Data section:
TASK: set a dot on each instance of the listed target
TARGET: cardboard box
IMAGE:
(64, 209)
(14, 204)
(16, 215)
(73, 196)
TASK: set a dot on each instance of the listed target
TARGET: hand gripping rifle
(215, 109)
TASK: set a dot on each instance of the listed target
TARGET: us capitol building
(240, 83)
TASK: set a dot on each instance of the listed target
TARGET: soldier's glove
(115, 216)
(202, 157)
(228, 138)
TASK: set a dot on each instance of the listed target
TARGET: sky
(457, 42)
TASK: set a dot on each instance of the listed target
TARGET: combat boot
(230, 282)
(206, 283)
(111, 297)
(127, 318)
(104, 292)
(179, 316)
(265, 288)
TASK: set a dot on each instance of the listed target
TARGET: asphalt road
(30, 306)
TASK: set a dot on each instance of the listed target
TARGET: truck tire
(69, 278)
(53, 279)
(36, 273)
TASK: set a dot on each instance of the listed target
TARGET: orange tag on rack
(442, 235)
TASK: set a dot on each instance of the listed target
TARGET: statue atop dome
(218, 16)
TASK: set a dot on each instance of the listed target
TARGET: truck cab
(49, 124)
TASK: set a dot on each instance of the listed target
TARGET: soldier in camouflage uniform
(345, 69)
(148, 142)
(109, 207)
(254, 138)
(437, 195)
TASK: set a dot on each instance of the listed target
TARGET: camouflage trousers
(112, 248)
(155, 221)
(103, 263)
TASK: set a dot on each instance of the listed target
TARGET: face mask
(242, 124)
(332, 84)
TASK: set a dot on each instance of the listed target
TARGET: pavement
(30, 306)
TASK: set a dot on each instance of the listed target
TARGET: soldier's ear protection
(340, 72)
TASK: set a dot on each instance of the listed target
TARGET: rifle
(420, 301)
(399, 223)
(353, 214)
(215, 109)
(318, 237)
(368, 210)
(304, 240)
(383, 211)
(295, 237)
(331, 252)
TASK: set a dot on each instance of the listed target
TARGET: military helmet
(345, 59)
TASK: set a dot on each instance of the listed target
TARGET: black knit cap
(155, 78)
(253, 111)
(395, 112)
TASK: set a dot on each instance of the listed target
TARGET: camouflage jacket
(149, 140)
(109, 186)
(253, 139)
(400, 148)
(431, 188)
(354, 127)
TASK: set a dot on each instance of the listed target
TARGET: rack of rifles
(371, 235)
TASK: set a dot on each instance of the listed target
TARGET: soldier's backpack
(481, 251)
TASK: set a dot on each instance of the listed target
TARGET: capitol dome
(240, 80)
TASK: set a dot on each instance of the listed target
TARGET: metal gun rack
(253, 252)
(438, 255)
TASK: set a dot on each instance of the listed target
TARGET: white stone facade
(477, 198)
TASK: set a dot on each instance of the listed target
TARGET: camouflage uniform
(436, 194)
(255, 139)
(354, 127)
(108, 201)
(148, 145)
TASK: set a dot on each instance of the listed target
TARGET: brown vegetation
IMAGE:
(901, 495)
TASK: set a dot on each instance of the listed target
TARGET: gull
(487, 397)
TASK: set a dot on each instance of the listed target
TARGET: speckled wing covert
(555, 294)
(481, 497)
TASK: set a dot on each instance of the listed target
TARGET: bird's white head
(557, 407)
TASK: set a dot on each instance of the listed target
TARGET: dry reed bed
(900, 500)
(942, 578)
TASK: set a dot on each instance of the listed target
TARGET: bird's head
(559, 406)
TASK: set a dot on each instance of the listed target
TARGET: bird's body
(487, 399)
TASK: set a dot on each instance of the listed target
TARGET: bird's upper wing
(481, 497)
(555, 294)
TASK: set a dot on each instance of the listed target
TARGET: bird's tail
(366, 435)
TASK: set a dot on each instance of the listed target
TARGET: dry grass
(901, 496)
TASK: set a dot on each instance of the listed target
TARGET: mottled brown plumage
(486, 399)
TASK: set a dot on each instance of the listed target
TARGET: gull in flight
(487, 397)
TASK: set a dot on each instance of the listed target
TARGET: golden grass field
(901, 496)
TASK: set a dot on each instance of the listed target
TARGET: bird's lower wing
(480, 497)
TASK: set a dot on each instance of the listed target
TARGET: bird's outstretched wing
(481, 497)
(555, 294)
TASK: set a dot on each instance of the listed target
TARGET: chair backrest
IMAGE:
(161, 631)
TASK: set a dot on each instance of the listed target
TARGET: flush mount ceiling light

Task details: Write out every entry verbatim.

Reply:
TASK: set a dot on each instance of the listed target
TARGET: cardboard box
IMAGE:
(64, 209)
(14, 204)
(16, 215)
(73, 196)
TASK: set a dot on each instance of the listed target
TARGET: hand gripping rifle
(215, 109)
TASK: set a dot on each instance of the listed target
TARGET: us capitol building
(240, 83)
TASK: set a dot on each instance of the listed target
TARGET: soldier's glove
(115, 216)
(202, 157)
(228, 138)
TASK: set a dot on each instance of the listed target
TARGET: sky
(457, 42)
TASK: set a dot on each instance of the listed target
TARGET: combat boot
(230, 282)
(206, 283)
(111, 297)
(127, 318)
(104, 292)
(179, 316)
(265, 288)
TASK: set a dot on each instance of the listed target
TARGET: asphalt road
(30, 306)
TASK: set a dot on each instance of the listed target
TARGET: truck tire
(69, 278)
(53, 279)
(36, 273)
TASK: set a dot on each instance of the listed target
TARGET: orange tag on rack
(442, 235)
TASK: set a dot on each instance of the listed target
TARGET: statue atop dome
(218, 16)
TASK: set a dot on each instance of the listed target
TARGET: truck cab
(49, 124)
TASK: set a dot on each instance of the listed target
TARGET: soldier in camouflage uniform
(345, 69)
(148, 142)
(109, 207)
(254, 138)
(437, 195)
TASK: set a dot on each instance of the listed target
TARGET: camouflage trousers
(112, 248)
(155, 221)
(103, 263)
TASK: set a dot on each instance of the listed target
TARGET: face mask
(242, 124)
(332, 84)
TASK: set a dot on each instance of the listed target
TARGET: pavement
(30, 306)
TASK: set a dot on each instance of the listed target
TARGET: soldier's ear protection
(340, 72)
TASK: set a dot on each instance of the listed target
TARGET: rifle
(420, 301)
(399, 223)
(353, 214)
(215, 109)
(318, 237)
(368, 210)
(304, 240)
(383, 211)
(295, 237)
(331, 252)
TASK: set a dot on each instance of the listed target
TARGET: military helmet
(345, 59)
TASK: set a dot on each instance of the listed target
TARGET: black knit cap
(155, 78)
(253, 111)
(395, 112)
TASK: set a dot on each instance of the listed target
TARGET: camouflage jacket
(149, 140)
(109, 186)
(253, 139)
(400, 148)
(431, 188)
(354, 127)
TASK: set a dot on each instance of the listed target
TARGET: rack of rifles
(371, 235)
TASK: set a dot on each instance of the listed target
TARGET: soldier's backpack
(481, 251)
TASK: set a dot on each instance of the listed target
TARGET: capitol dome
(240, 80)
TASK: set a dot on each instance of the listed target
TARGET: metal gun rack
(253, 252)
(438, 255)
TASK: set a dot on each instance of the listed target
TARGET: white stone facade
(477, 198)
TASK: set a dot on each instance of the listed target
TARGET: camouflage uniform
(436, 194)
(255, 139)
(354, 127)
(108, 201)
(148, 145)
TASK: set a dot on each instance of the listed target
TARGET: brown vegetation
IMAGE:
(901, 495)
TASK: set a dot on each instance of the listed target
TARGET: gull
(487, 397)
TASK: set a dot on each instance of the listed target
TARGET: speckled wing covert
(555, 294)
(481, 497)
TASK: set a dot on each instance of the listed target
TARGET: bird's white head
(557, 407)
TASK: set a dot on each instance of the listed target
TARGET: dry reed bed
(900, 500)
(942, 578)
TASK: set a dot on each instance of the listed target
TARGET: bird's head
(559, 406)
TASK: set a dot on each instance of the listed target
TARGET: bird's body
(487, 399)
TASK: set a dot on each instance of the listed target
TARGET: bird's upper wing
(481, 497)
(555, 294)
TASK: set a dot on each instance of the listed target
TARGET: bird's tail
(366, 435)
TASK: set a dot on each instance of the listed target
TARGET: dry grass
(901, 496)
TASK: set a dot on each instance of the listed target
TARGET: mottled brown plumage
(486, 399)
TASK: set a dot on each instance of the listed target
TARGET: gull in flight
(487, 397)
TASK: set a dot on each instance of the listed target
TARGET: golden grass field
(901, 496)
TASK: set a dot on each instance of the listed target
TARGET: bird's lower wing
(480, 497)
TASK: set a dot on each instance of the listed target
TARGET: bird's outstretched wing
(481, 497)
(555, 294)
TASK: set a dot on each instance of the listed target
TARGET: chair backrest
IMAGE:
(161, 631)
TASK: set a dot on each instance of the listed target
TARGET: flush mount ceiling light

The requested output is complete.